Data excerpts:
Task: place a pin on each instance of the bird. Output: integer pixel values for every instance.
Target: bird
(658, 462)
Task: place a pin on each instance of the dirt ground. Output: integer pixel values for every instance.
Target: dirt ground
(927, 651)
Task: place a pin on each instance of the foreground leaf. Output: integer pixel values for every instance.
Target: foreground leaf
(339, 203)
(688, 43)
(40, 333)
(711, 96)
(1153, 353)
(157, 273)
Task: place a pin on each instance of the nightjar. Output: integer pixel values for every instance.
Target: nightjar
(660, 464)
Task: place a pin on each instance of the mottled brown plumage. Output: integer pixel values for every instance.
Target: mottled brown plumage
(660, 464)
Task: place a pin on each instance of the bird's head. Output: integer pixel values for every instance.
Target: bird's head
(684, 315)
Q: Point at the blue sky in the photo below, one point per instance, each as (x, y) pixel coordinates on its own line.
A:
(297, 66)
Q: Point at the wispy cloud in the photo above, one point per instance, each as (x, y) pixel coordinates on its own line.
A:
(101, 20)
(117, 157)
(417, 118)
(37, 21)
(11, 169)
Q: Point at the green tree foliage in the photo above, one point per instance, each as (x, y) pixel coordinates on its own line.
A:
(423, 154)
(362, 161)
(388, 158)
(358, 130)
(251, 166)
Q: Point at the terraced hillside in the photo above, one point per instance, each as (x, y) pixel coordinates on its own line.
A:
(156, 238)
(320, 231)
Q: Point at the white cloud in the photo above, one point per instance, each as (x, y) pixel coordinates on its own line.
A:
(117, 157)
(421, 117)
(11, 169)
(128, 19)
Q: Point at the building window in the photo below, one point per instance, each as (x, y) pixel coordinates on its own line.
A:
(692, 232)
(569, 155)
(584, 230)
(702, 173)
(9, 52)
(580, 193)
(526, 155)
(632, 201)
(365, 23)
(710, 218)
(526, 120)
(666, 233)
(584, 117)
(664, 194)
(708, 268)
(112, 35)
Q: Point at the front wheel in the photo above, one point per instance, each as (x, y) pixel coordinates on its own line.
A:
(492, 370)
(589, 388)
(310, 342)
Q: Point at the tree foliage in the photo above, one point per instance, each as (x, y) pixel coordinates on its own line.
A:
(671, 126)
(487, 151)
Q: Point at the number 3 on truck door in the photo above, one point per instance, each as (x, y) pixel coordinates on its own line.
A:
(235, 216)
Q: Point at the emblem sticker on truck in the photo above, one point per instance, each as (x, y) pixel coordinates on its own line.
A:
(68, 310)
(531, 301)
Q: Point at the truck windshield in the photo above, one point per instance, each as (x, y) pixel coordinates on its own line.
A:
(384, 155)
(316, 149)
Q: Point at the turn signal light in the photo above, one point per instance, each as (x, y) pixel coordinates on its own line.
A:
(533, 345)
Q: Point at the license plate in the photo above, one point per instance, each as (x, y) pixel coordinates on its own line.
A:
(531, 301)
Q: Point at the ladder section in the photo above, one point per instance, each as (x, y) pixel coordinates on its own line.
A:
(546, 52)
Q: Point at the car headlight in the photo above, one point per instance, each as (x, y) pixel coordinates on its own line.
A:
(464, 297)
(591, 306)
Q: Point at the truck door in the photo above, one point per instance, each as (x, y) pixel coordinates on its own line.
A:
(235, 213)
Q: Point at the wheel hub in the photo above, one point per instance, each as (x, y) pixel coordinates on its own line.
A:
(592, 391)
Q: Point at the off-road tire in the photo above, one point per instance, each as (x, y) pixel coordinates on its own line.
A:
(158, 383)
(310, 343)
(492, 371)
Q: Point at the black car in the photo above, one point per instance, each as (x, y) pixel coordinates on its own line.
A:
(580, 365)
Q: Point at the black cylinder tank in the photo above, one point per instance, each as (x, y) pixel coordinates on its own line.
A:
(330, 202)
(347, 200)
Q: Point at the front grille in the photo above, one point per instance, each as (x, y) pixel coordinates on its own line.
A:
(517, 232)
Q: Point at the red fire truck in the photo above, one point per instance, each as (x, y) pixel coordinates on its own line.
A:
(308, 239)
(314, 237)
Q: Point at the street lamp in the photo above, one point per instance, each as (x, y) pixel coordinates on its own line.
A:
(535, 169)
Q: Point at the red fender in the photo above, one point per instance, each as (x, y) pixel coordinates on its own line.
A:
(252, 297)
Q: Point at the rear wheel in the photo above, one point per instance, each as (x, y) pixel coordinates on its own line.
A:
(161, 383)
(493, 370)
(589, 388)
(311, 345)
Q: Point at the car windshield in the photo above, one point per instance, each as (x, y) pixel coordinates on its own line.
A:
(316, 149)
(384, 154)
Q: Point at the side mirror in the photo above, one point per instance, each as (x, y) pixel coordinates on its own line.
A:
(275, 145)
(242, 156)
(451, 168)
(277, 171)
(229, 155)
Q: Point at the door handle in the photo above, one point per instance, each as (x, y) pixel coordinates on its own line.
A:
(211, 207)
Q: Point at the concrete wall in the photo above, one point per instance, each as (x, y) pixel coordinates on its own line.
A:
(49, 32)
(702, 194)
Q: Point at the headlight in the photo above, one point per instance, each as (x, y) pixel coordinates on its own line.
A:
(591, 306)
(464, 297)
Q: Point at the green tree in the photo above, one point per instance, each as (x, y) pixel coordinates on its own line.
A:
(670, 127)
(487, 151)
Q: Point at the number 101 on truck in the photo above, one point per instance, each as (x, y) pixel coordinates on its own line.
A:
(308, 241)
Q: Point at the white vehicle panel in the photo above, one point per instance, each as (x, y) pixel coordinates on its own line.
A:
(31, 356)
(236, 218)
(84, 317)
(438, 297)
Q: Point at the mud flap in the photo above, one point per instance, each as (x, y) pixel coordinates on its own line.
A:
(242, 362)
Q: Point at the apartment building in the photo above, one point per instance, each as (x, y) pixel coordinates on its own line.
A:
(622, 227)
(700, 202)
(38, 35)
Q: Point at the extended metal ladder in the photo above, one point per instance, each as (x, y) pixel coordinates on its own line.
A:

What is being asked: Write the data back out verbatim.

Exercise answer:
Task: place a pin on each instance of the bird. Output: integer pixel values for every instance.
Target: bird
(658, 462)
Task: place a pin on each instance of the dirt ground. Output: integer pixel values for every instance.
Target: dirt ground
(927, 651)
Task: place a pin on each instance of the foreground leaf. Output: integer pixel values for every instance.
Target: foreground leaf
(339, 203)
(688, 43)
(40, 333)
(711, 96)
(1153, 353)
(157, 273)
Task: place a pin on each instance of the nightjar. Output: integer pixel values for every instance.
Target: nightjar
(660, 464)
Task: place a pin on each instance of the mottled brown plumage. Output: integer pixel values for every instance.
Target: mottled brown plumage
(660, 464)
Task: place a pin on each instance of the bird's head. Output: integer pixel values for every instance.
Target: bird's head
(684, 315)
Q: Point at the blue sky in the photo below, one point per instance, each as (x, y) pixel coordinates on its own line.
A:
(297, 66)
Q: Point at the wispy cloud in the photo above, one point per instance, each as (x, y) pixel coordinates on its own line.
A:
(101, 20)
(117, 157)
(417, 118)
(37, 21)
(11, 169)
Q: Point at the green tree foliage in the photo above, one point per instance, each as (x, y) pixel coordinates on its own line.
A:
(423, 154)
(362, 161)
(388, 158)
(358, 130)
(251, 166)
Q: Point at the terraced hillside in the photo above, one point per instance, each as (x, y) pixel coordinates on its own line.
A:
(156, 238)
(320, 231)
Q: Point at the white cloud in the photo above, one point per instance, each as (x, y) pixel coordinates on its own line.
A:
(117, 157)
(421, 117)
(11, 169)
(128, 19)
Q: Point at the building window in the photo below, one point per instance, each as (x, y) pixel coordinates on its own line.
A:
(692, 232)
(569, 155)
(584, 230)
(702, 173)
(9, 52)
(580, 193)
(526, 155)
(632, 201)
(365, 23)
(710, 218)
(526, 120)
(666, 233)
(584, 117)
(664, 194)
(708, 268)
(112, 35)
Q: Point at the front wheel in the photo above, one point per instance, each as (x, y) pixel coordinates on its own line.
A:
(492, 370)
(589, 388)
(310, 342)
Q: Point at the tree foliage in the photo above, one point per instance, each as (x, y) pixel coordinates on its own line.
A:
(671, 126)
(487, 151)
Q: Point at the number 3 on truck door in the photo above, one point per instance, each as (x, y) pixel coordinates on its own line.
A:
(235, 216)
Q: Point at the emblem sticker on truck in the photo above, one point per instance, each as (x, y) pixel coordinates on its own line.
A:
(68, 310)
(531, 301)
Q: Point at the truck windshield in the photo above, one point per instance, each as (x, y) pixel coordinates on its own line.
A:
(384, 155)
(316, 149)
Q: Point at the turn signal light in the photo above, one point per instance, each as (x, y) pixel coordinates on its own line.
A:
(533, 345)
Q: Point at the license plate in the photo above, one point per instance, each as (x, y) pixel coordinates on its own line.
A:
(531, 301)
Q: Point at the ladder section in the photo above, one point per instance, each as (x, y) pixel coordinates on its own line.
A:
(546, 52)
Q: Point at the car headlight in the photo above, one point per instance, each as (x, y) pixel coordinates on its own line.
A:
(464, 297)
(591, 306)
Q: Point at the truck door in the photo above, one point per instance, each as (x, y) pixel coordinates on its own line.
A:
(235, 213)
Q: Point at the wheel hub in the photo above, one point per instance, each as (x, y) pixel coordinates on its own line.
A:
(592, 391)
Q: Point at the off-road tire in the photo above, one point per instance, each as (x, y) pixel coordinates on its own line.
A:
(158, 383)
(310, 343)
(492, 371)
Q: Point at the black car in the photo above, one point per instance, each as (x, y) pixel coordinates on its own line.
A:
(580, 365)
Q: Point at the black cylinder tank in the photo above, one point per instance, each as (x, y) pixel coordinates on its own line.
A:
(330, 202)
(347, 200)
Q: Point at the front grille in the photo above, one point per instance, each as (x, y) pixel coordinates on its own line.
A:
(517, 232)
Q: Point at the red fire truck in the photo above, one point per instance, each as (x, y) pixel coordinates on its own line.
A:
(308, 239)
(314, 237)
Q: Point at the street lamp in the photo above, one point per instance, each as (x, y) pixel coordinates on its own line.
A:
(535, 169)
Q: Point at the red fender in the photo above, one point per instance, each as (x, y) pixel coordinates on its own line.
A:
(252, 297)
Q: Point at the rear wheel in the photo above, one point per instance, each as (x, y) pixel coordinates on its own line.
A:
(161, 383)
(493, 370)
(589, 388)
(311, 345)
Q: Point at the car windshield in the photo above, one point per instance, each as (x, y) pixel coordinates on its own line.
A:
(316, 149)
(384, 154)
Q: Point at the side mirror in the photo above, one point per instance, each as (x, y) pixel coordinates on its own line.
A:
(275, 145)
(242, 156)
(451, 168)
(277, 171)
(229, 155)
Q: Point at the door handle in the photo above, one point per instance, each as (x, y) pixel coordinates on its own line.
A:
(211, 207)
Q: Point at the concrete wall in the photo above, one point per instance, each as (x, y) pixel coordinates on its own line.
A:
(49, 32)
(702, 194)
Q: Point at the headlight in the photo above, one point per instance, each as (x, y) pixel coordinates on its own line.
A:
(591, 306)
(464, 297)
Q: Point at the green tree in the photo above, one point per instance, each as (x, y) pixel coordinates on its own line.
A:
(670, 127)
(487, 151)
Q: Point at the number 101 on truck in the photo above, one point per instance, each as (x, y) pixel coordinates on its own line.
A:
(308, 241)
Q: Point at the white vehicle panel in the photo above, one point per instance, each as (x, y) pixel coordinates on its own line.
A:
(31, 356)
(236, 218)
(84, 317)
(438, 297)
Q: Point at the mud flap in the photo above, one point per instance, each as (x, y) pixel coordinates on its own line.
A:
(242, 362)
Q: Point at the apartment building in the photo above, one point per instance, each as (x, y) pixel coordinates on its own line.
A:
(622, 227)
(700, 202)
(38, 35)
Q: Point at the extended metal ladder in the photo above, one point per instance, each as (x, y) pixel coordinates on its own line.
A:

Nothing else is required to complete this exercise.